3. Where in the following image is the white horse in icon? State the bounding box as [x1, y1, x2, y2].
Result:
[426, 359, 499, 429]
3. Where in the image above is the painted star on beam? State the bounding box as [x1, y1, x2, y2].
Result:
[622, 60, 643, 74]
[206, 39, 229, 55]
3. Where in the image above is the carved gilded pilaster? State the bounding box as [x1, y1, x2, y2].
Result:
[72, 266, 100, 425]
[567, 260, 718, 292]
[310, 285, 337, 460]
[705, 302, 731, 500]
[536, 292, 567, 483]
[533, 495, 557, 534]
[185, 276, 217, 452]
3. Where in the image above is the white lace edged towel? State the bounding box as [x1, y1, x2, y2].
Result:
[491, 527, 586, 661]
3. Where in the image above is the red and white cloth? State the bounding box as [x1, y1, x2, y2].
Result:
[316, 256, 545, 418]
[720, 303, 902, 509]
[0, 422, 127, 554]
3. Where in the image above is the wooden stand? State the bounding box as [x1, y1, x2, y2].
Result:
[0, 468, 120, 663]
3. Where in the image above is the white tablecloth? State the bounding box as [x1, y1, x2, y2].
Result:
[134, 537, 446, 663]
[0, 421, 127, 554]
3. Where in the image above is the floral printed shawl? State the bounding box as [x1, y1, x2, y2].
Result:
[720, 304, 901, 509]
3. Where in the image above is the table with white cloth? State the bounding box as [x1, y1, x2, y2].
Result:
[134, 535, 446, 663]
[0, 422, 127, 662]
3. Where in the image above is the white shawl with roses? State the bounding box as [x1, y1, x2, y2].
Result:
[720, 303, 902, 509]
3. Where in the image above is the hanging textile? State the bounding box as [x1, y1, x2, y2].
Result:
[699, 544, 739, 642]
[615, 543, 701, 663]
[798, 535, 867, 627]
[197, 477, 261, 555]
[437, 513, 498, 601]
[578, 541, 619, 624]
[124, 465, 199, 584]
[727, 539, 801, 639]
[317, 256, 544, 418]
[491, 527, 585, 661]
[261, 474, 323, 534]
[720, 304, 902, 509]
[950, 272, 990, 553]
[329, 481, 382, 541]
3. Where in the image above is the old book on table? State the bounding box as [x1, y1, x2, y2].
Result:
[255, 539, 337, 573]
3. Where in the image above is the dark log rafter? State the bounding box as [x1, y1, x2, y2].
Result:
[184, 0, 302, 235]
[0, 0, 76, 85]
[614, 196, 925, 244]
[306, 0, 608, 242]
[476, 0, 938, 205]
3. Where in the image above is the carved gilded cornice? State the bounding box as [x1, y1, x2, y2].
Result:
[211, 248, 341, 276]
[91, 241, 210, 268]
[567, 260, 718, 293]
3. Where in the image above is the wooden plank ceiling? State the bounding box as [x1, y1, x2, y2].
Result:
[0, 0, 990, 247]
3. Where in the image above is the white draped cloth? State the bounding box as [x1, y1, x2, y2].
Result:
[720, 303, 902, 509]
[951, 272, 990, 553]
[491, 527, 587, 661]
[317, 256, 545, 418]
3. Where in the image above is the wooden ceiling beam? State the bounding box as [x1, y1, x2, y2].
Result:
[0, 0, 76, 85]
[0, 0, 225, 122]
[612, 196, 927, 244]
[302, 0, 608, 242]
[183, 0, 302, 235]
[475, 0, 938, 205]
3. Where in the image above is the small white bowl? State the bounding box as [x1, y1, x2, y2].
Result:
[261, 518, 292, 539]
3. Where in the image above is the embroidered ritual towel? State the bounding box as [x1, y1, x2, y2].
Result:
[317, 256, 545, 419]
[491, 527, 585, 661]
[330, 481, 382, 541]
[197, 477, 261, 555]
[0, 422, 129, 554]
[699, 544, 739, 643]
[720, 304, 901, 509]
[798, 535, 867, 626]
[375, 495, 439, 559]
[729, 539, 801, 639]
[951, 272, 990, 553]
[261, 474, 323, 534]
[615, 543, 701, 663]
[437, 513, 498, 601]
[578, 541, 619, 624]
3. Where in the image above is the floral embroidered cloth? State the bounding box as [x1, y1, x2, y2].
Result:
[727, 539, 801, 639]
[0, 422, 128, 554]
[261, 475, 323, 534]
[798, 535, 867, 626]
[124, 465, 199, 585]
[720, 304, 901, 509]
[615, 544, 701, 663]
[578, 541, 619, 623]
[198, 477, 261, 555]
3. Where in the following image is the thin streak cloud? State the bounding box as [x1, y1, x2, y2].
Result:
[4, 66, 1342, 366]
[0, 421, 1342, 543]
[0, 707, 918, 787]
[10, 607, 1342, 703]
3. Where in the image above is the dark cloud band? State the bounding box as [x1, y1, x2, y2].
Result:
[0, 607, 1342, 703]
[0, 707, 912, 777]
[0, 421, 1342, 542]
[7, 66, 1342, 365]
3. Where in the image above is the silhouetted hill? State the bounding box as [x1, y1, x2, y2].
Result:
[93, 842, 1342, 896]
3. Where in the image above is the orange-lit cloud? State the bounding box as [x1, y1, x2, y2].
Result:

## WORK TO COMPLETE
Reproduce the listing above in full, substituting "Answer" for each occurrence of "Result" and leaving everything else unchanged.

## SOLVED PROBLEM
3. Where in the following image is the white horse in icon? State the bounding box as [x1, y1, x2, y2].
Answer:
[426, 359, 499, 429]
3. Where in the image above is the painted star on beam? State the bounding box as [x1, y1, x2, y2].
Answer:
[622, 60, 643, 74]
[206, 39, 229, 55]
3. Where in the image above is the carved gilded pilaster? State the bounding box as [x1, y1, x2, y2].
Answer:
[72, 266, 100, 425]
[567, 260, 718, 292]
[310, 285, 337, 460]
[705, 302, 731, 500]
[536, 292, 567, 483]
[533, 495, 557, 534]
[185, 276, 217, 452]
3. Where in the image above is the white lace edged towel? State the bounding box as [x1, y1, x2, y2].
Answer:
[491, 527, 586, 661]
3. Where in the image above is the red and white cloth? State the bounding box as [x1, y1, x2, y2].
Answer:
[316, 256, 545, 418]
[720, 303, 902, 509]
[0, 422, 127, 554]
3. Where in the image above is the wooden stand? State the bounding box as [x1, y1, x2, y2].
Answer:
[0, 468, 120, 663]
3. Where in the image above is the white tablecloth? State the bounding box as [x1, y1, x2, y2].
Answer:
[134, 537, 446, 663]
[0, 421, 127, 554]
3. Where in the image above is the floral printed shawl? State the bounding box as [x1, y1, x2, y2].
Answer:
[720, 304, 901, 509]
3. Where in the image above is the table with white cloth? State the bounding box as [x1, y1, x2, y2].
Answer:
[134, 535, 446, 663]
[0, 422, 127, 662]
3. Where in the image above is the white shawl with roses? State the bounding box as [x1, y1, x2, y2].
Answer:
[720, 303, 902, 509]
3. Where in the image above is the hanging textile? State the bounding box as [x1, y1, x2, y2].
Answer:
[699, 544, 739, 642]
[615, 543, 701, 663]
[798, 535, 867, 627]
[197, 477, 261, 555]
[437, 513, 498, 601]
[578, 541, 619, 624]
[124, 465, 199, 584]
[727, 539, 801, 639]
[317, 256, 544, 418]
[491, 527, 585, 661]
[261, 474, 323, 534]
[720, 304, 902, 509]
[950, 272, 990, 553]
[329, 481, 382, 541]
3. Where in the image above is the old book on table? State the bounding box as [x1, y1, x2, y2].
Answer:
[255, 539, 337, 573]
3. Where in the image above is the dark log rafter? State the bounding box as [x1, y1, x2, y2].
Answer:
[184, 0, 302, 235]
[0, 0, 76, 85]
[614, 196, 925, 244]
[306, 0, 608, 242]
[476, 0, 938, 205]
3. Where in the image above is the carved gilded cornice? State the bounding box as [x1, y1, x2, y2].
Answer:
[211, 248, 341, 276]
[91, 241, 210, 268]
[567, 260, 718, 293]
3. Where in the image above is the wooden plank ceiling? State the bounding box as [x1, y1, x2, y2].
Answer:
[0, 0, 990, 247]
3. Where in the image above is the white draped cloth? State the bounding box as [x1, y1, x2, y2].
Answer:
[720, 303, 902, 509]
[951, 272, 990, 553]
[491, 527, 587, 661]
[317, 256, 545, 418]
3. Where in the image above is the wooden ceiling beam? State the bounding box as [x1, y1, x2, y2].
Answer:
[0, 0, 76, 85]
[0, 0, 225, 122]
[612, 196, 927, 244]
[302, 0, 608, 242]
[183, 0, 302, 235]
[475, 0, 938, 205]
3. Where in the image above is the small white bowl? State the bounding box as [x1, y1, x2, y2].
Answer:
[261, 518, 292, 539]
3. Where in the image above is the embroidered ritual towel? State the bounding box as [x1, y1, x2, y2].
Answer:
[317, 256, 545, 419]
[491, 527, 585, 661]
[330, 481, 382, 541]
[197, 477, 261, 555]
[0, 422, 129, 554]
[699, 544, 739, 643]
[720, 304, 901, 509]
[798, 535, 867, 626]
[375, 495, 439, 559]
[729, 539, 801, 639]
[951, 272, 990, 553]
[261, 474, 323, 534]
[615, 543, 701, 663]
[437, 513, 498, 601]
[578, 541, 619, 624]
3. Where in the image above is the floral embroidered cloth? State the bounding box as [x1, y1, x2, y2].
Answer:
[727, 539, 801, 639]
[0, 422, 128, 554]
[261, 475, 323, 534]
[798, 535, 867, 626]
[124, 465, 199, 585]
[720, 304, 901, 509]
[615, 544, 701, 663]
[578, 541, 619, 623]
[198, 477, 261, 555]
3. Where in the following image is the thin streak cloud? State the bounding box as [x1, y1, x2, y2].
Answer:
[4, 66, 1342, 366]
[0, 421, 1342, 543]
[0, 707, 918, 787]
[10, 607, 1342, 703]
3. Where in the image above is the dark cloud band? State the bounding box as [x1, y1, x2, y2].
Answer:
[0, 607, 1342, 703]
[0, 707, 912, 777]
[0, 421, 1342, 542]
[7, 66, 1342, 365]
3. Where in the image above is the silhouetted hill? State the bounding box as [x1, y1, x2, y2].
Answer:
[93, 842, 1342, 896]
3. Where in the image above is the orange-lit cloud? State the bounding box as [x1, y1, x2, y2].
Answer:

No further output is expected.